>> BEGIN TEXT BLOCK

We've internally built a version of MySQL where we've linked MySQL directly into those dispatch libraries.
And MySQL then is able to
talk across all the devices
in the full width of the switch.
And the MySQL implementation
does direct requests? Yes, that's right.
Okay.
Wait a minute, wait a minute, wait a minute. Is this a database
machine? Is that what you said there, Andy?
It's more just a proof of concept of what we're trying to do on the base, right?
That for a lot of the customers that we've been talking to, right,
certainly the more enthusiastic customers over the past year,
the kind of performance that we're getting off of even the 2U, right? We're getting 180K, 8020 random 4K IO
with replication off of the 2U.
And so the customers that are really kind of getting excited about that
tend to be, you know, medium to large enterprises.
And to some degree, a lot of them end up having
in-house development of one sort or another.
Either they're a software shop that's building stuff that they're packaging on arrays or they're, you know, a media and entertainment site that's got a bunch of stuff.
And they're really, really interested in the idea of being able to take on a bit of development work to integrate against a richer storage abstraction and get, you know, consequent performance benefits.
And so the idea there is that, you know, we solve an immediate problem with NFS
and this MySQL prototype, right, and it's really just a POC around one idea,
is that you can adapt an application to not have to go over this NFS or iSCSI bottleneck,
but instead to be able to talk directly across 10 or 20 flash devices
with very low latency and great scale of performance.
And now you just have to extend atomic rates across that,
and we're really in business.
Yeah, that's right.
So the SSD layer or the flash layer is both doing,
I'll call it read caching as well as write caching?
Yeah, it's read and write.
It's primary storage.
It's primary storage and then you have cold storage, which is the disks behind it.
Yeah, yeah.
This is going to take some thought.
So let me give you another little wrench in there to uh to wrap your head around the um uh the cold
storage thing is is really interesting um in that in array design uh in storage design for
for a long time um we've had you know naturally a hierarchy of storage right even with spinning
disks you you had a battery-backed ram to some amount on the buffered write path. And then you had in-RAM read cache, typically, right?
And, you know, that was how vendors initially adopted Flash, right, was to just build a larger read cache.
Some of them are still stuck there.
Yeah, some of them. that we saw on that side is that the policies that you end up using to manage that cash
are all variants of LRU, basically, right?
They're LRU or, you know, the sort of later improvements in LRU like ARC and CAR and so
on that do a little bit better job on specific workloads, right? But basically, they're working with this hot end of the workload
and just trying to keep the stuff that's going to be reaccessed inside memory.

>> END TEXT BLOCK

> DIRECTIVE: Please state what serves as cold storage, according to the storage discussion above.

>> BEGIN LISTED ENTRIES

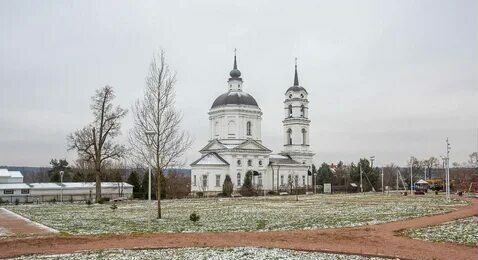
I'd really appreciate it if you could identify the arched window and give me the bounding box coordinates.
[246,121,252,135]
[227,121,236,135]
[287,128,292,144]
[237,172,241,186]
[214,121,219,136]
[302,128,307,144]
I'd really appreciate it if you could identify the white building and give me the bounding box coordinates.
[0,182,133,203]
[0,169,23,183]
[0,169,133,203]
[191,53,314,193]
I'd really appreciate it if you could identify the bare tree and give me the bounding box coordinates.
[67,86,127,202]
[129,51,191,218]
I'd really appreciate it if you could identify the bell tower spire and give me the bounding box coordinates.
[281,58,314,166]
[227,49,242,91]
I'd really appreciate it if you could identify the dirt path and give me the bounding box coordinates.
[0,199,478,259]
[0,208,57,236]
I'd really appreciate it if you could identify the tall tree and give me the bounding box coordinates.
[126,171,141,198]
[129,51,191,218]
[48,159,71,182]
[68,86,127,202]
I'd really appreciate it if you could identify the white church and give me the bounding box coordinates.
[191,55,314,195]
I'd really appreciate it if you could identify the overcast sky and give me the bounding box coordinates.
[0,0,478,166]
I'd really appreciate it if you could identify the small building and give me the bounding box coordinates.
[0,182,133,203]
[0,169,23,183]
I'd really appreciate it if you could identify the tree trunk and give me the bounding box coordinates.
[95,169,101,203]
[156,170,161,219]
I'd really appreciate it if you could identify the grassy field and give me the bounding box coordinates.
[404,216,478,246]
[4,194,465,234]
[16,247,383,260]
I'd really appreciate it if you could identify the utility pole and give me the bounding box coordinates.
[410,156,413,195]
[445,137,451,200]
[382,166,385,193]
[359,165,363,193]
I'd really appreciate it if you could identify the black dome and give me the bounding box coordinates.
[211,91,259,108]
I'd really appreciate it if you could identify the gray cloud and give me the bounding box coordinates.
[0,0,478,165]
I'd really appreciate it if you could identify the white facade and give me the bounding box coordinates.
[0,182,133,203]
[191,57,313,196]
[0,169,23,183]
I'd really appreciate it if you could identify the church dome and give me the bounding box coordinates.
[211,91,259,109]
[229,69,241,78]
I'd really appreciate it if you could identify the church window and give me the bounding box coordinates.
[202,175,207,188]
[302,128,307,145]
[214,121,219,136]
[227,121,236,136]
[246,121,252,135]
[287,128,292,144]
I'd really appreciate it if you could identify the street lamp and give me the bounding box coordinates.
[60,171,65,202]
[144,130,159,202]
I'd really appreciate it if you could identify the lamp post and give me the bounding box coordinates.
[410,156,413,195]
[144,130,159,202]
[60,171,65,202]
[445,137,451,200]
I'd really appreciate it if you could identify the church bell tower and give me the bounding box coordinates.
[281,59,314,166]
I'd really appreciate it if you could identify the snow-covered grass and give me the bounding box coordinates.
[16,247,383,260]
[403,216,478,246]
[4,194,466,234]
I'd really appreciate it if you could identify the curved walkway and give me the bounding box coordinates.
[0,199,478,259]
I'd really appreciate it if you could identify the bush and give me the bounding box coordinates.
[189,212,200,223]
[222,175,234,197]
[98,198,110,204]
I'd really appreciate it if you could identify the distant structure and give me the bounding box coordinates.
[191,55,314,194]
[0,169,133,203]
[0,169,23,183]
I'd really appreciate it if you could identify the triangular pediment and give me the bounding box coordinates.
[191,153,229,166]
[234,139,271,152]
[200,139,227,152]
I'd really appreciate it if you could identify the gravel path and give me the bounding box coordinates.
[0,199,478,259]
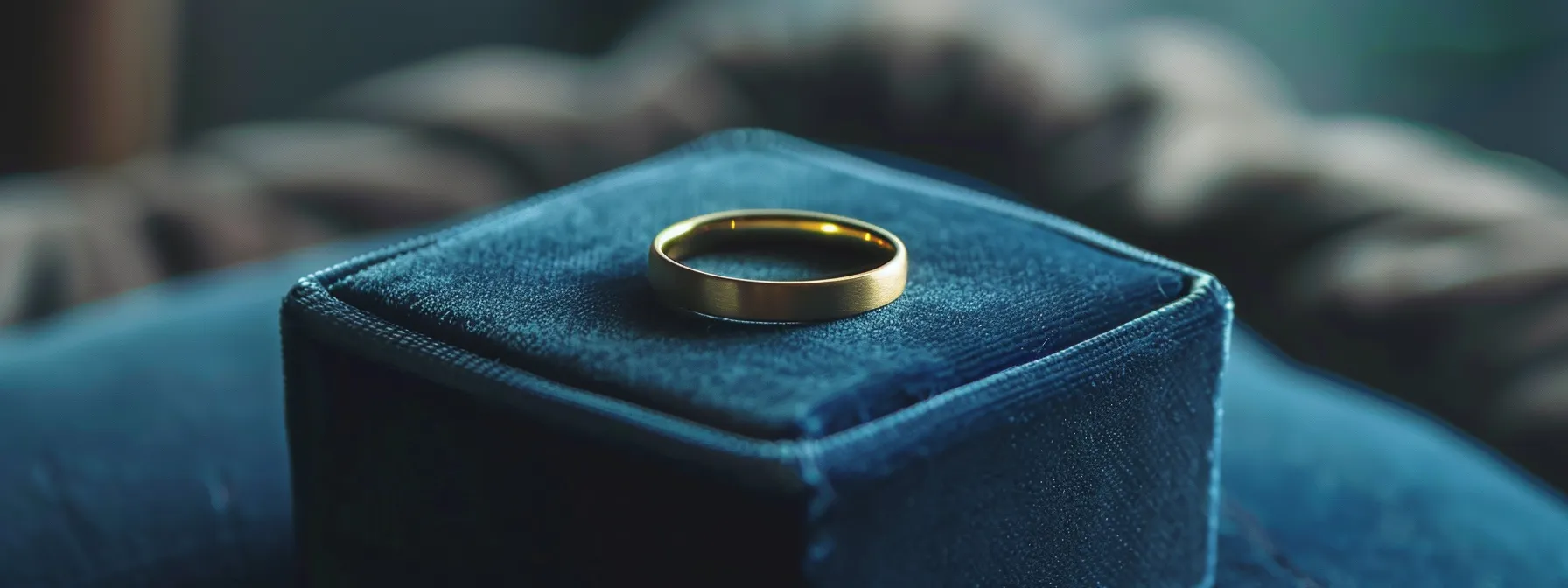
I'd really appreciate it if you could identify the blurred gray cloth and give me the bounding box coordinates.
[0,0,1568,486]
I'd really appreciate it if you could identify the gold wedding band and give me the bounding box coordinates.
[648,210,909,321]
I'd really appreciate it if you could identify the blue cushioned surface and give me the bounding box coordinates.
[332,135,1187,439]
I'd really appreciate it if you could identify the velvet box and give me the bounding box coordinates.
[283,130,1231,586]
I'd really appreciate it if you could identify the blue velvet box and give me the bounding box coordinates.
[283,130,1231,586]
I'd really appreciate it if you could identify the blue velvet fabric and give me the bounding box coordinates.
[0,135,1568,586]
[284,130,1229,586]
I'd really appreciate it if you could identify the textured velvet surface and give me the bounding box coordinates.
[332,130,1186,439]
[9,140,1568,588]
[284,132,1229,586]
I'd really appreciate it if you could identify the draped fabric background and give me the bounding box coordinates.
[165,0,1568,170]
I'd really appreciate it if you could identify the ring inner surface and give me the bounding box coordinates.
[662,216,897,281]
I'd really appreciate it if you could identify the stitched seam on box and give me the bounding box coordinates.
[305,130,1217,444]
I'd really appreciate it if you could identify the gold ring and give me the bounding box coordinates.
[648,210,909,321]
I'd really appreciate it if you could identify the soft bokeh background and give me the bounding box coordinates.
[0,0,1568,174]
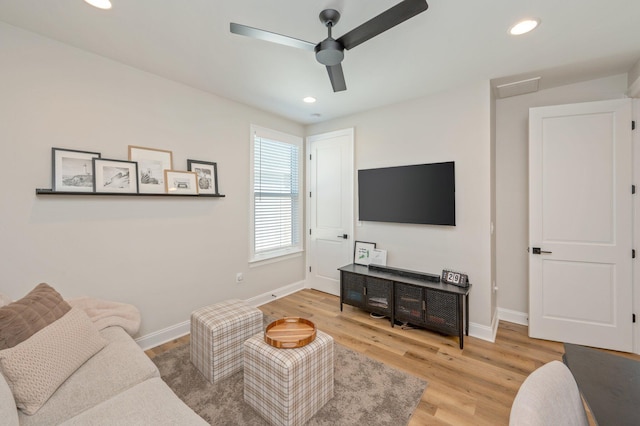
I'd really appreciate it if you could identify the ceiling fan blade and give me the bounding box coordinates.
[337,0,429,50]
[327,64,347,92]
[230,22,316,52]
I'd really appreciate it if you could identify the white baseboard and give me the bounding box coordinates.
[498,308,529,325]
[245,281,305,307]
[469,306,498,343]
[136,320,191,351]
[136,281,305,351]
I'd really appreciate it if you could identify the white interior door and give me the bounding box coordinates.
[307,129,354,295]
[529,99,633,351]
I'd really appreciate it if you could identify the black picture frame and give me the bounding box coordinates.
[93,158,139,194]
[51,147,101,192]
[187,160,219,195]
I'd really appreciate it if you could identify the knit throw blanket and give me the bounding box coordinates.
[67,296,140,336]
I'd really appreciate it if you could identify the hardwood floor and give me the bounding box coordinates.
[147,289,640,426]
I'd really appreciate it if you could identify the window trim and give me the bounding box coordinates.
[249,124,305,266]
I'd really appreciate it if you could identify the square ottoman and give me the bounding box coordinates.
[244,331,333,426]
[190,299,262,383]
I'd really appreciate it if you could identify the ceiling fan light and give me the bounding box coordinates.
[509,18,540,35]
[84,0,111,10]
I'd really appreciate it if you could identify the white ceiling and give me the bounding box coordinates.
[0,0,640,124]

>> END LISTED ENTRIES

> ANSWER BELOW: The disks behind the primary flash storage.